** Opening Records supplied block **

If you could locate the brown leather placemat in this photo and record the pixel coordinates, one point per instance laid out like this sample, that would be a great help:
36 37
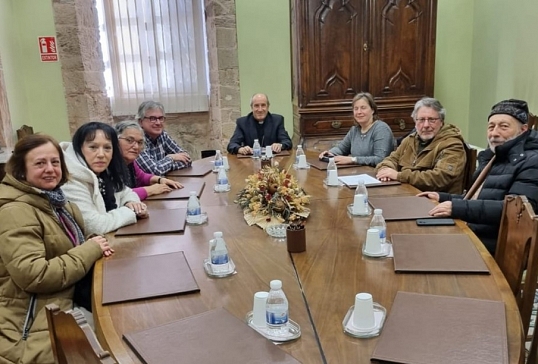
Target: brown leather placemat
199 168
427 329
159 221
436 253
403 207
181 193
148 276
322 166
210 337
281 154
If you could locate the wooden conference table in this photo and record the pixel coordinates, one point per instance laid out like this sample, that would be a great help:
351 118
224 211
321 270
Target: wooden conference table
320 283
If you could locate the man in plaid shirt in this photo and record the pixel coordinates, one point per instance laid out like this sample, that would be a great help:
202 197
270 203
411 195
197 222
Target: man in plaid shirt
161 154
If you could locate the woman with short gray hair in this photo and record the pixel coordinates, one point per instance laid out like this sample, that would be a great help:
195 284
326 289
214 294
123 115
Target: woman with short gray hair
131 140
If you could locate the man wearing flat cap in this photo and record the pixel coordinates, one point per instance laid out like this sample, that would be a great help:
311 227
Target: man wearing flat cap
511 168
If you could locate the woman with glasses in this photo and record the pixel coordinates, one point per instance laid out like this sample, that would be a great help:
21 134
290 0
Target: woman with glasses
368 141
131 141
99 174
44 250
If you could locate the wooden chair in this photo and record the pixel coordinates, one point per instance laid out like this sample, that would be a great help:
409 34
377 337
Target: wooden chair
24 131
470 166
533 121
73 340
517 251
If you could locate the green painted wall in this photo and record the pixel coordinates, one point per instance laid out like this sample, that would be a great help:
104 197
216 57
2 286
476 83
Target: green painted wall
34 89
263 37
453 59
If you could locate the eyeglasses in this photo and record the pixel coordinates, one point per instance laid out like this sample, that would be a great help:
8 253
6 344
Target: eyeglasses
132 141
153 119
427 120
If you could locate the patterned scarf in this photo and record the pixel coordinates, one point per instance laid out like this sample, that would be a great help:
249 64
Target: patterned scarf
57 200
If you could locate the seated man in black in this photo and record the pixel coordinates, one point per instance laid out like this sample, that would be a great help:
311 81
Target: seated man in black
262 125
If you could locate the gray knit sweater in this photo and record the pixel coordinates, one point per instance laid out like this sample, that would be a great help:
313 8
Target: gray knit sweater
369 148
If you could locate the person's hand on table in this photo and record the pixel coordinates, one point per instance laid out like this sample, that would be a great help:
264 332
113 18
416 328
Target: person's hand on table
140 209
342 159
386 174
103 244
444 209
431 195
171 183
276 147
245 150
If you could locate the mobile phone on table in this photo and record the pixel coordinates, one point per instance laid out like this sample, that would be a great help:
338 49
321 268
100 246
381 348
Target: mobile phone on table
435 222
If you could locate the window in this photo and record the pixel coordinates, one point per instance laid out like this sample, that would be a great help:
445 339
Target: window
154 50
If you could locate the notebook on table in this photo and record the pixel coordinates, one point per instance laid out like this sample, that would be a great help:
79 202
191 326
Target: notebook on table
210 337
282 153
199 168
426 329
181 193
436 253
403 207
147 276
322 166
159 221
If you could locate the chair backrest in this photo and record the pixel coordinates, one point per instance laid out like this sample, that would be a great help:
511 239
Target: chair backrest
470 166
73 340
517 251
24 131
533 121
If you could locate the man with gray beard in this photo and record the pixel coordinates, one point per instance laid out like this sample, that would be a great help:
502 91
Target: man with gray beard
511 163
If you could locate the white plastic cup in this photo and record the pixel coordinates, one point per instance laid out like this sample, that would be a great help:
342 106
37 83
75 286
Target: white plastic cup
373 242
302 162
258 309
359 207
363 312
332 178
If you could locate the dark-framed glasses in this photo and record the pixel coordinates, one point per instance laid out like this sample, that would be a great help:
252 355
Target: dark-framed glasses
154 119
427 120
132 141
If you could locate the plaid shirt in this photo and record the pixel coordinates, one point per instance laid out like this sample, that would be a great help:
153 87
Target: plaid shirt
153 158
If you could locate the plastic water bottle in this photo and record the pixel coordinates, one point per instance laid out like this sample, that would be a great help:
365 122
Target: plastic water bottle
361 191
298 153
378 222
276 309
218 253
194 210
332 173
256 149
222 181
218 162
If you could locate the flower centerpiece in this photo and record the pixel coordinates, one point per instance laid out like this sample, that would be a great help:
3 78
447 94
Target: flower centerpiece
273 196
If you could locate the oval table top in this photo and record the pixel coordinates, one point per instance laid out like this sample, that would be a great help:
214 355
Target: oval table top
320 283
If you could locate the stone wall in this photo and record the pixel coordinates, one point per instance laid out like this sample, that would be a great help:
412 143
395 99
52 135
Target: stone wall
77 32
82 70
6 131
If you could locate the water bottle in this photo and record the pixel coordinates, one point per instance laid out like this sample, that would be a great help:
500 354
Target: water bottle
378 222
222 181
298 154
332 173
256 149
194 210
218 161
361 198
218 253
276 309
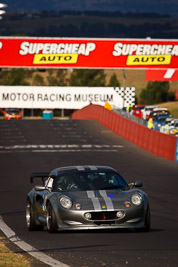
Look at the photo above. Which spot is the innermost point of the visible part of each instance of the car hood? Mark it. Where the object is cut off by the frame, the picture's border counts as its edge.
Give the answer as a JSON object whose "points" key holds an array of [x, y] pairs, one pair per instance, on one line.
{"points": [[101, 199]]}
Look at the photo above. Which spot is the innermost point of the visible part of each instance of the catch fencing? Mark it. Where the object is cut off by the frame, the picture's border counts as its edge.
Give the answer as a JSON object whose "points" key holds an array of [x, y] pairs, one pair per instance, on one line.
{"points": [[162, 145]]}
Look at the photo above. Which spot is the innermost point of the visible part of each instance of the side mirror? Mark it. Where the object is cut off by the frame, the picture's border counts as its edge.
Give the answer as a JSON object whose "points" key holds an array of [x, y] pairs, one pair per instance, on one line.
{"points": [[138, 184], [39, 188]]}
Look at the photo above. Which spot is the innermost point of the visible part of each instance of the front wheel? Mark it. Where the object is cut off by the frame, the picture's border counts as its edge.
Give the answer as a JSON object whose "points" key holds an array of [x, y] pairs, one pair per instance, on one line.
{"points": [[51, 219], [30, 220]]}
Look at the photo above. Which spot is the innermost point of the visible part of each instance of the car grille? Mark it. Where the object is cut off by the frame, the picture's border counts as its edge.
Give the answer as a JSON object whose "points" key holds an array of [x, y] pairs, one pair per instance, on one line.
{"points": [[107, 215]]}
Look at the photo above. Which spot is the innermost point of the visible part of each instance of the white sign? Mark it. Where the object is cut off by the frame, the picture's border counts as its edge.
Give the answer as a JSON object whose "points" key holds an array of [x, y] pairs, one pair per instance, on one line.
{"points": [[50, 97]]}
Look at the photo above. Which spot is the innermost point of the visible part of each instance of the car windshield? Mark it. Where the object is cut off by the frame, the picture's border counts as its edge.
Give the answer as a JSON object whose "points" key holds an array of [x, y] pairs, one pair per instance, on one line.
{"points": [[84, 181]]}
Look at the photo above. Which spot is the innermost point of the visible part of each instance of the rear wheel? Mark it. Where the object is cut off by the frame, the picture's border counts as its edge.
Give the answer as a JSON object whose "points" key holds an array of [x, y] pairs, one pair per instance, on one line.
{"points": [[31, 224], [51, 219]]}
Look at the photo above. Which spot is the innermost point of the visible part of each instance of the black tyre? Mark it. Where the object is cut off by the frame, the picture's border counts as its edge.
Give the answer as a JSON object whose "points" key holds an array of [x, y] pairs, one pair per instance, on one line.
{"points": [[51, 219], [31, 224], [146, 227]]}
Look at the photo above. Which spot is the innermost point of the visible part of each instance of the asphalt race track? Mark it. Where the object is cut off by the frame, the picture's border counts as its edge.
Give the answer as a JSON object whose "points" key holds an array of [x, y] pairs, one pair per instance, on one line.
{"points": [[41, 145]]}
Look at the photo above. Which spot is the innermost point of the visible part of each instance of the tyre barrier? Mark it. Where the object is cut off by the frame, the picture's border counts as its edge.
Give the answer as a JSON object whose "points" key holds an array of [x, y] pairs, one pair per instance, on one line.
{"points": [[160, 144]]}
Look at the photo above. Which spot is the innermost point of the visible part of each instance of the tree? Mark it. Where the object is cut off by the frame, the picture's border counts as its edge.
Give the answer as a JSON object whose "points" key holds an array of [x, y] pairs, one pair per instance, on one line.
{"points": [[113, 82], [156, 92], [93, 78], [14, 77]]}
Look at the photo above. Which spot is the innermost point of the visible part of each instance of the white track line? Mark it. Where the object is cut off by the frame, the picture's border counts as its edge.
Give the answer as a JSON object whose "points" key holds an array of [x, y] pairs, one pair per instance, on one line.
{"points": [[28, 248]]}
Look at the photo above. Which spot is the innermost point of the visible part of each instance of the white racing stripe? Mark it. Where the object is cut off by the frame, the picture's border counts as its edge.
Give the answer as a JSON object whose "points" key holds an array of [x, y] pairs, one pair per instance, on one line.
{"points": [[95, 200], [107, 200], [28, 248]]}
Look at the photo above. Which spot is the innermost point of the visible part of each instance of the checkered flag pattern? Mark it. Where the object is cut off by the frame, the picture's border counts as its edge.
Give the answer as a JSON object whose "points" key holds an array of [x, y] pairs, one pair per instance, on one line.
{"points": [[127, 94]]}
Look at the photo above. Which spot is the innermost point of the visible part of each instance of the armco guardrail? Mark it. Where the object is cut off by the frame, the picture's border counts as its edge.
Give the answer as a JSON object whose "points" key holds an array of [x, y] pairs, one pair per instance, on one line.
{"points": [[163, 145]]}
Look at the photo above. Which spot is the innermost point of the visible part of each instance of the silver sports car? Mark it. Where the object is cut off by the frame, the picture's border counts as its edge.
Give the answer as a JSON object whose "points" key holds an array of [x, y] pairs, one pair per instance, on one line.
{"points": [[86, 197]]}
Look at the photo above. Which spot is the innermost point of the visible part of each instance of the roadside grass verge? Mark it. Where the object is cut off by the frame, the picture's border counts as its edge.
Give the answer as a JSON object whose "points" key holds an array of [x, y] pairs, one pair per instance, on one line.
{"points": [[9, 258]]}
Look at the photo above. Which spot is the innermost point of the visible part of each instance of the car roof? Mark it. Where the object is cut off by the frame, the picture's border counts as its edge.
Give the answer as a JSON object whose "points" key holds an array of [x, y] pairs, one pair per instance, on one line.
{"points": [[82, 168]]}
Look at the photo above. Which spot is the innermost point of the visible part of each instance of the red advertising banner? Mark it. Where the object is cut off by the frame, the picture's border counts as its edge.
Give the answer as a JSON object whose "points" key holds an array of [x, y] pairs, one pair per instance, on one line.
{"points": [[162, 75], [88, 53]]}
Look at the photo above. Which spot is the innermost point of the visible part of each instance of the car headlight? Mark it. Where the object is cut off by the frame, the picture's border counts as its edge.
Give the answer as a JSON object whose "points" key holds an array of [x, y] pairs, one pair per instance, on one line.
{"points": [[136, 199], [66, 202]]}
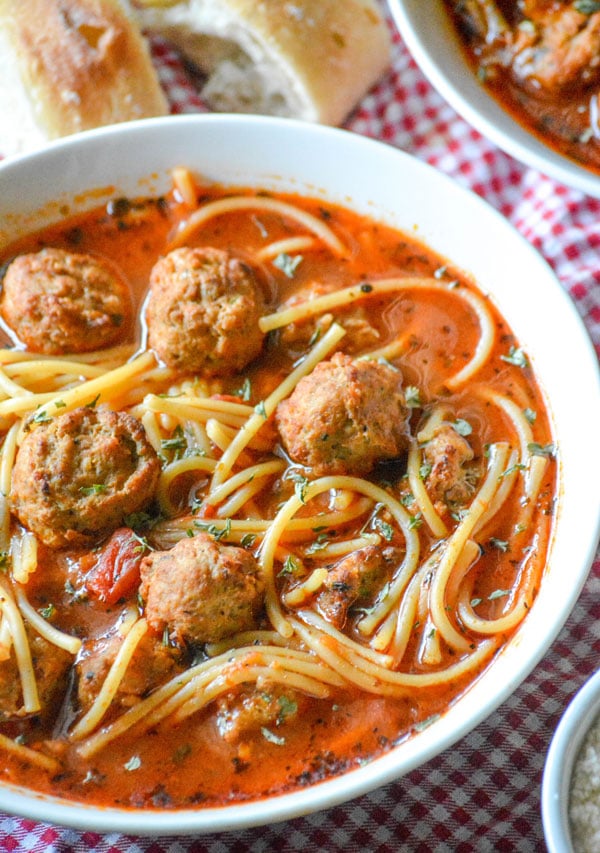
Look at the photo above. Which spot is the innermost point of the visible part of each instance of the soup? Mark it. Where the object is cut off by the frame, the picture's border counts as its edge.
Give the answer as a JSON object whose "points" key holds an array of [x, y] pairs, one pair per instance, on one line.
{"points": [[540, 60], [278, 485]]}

** Closing Records supplied block **

> What is being asked:
Every line in the records above that holds "track" counts once; state the total and nothing else.

> Solution to this exercise:
2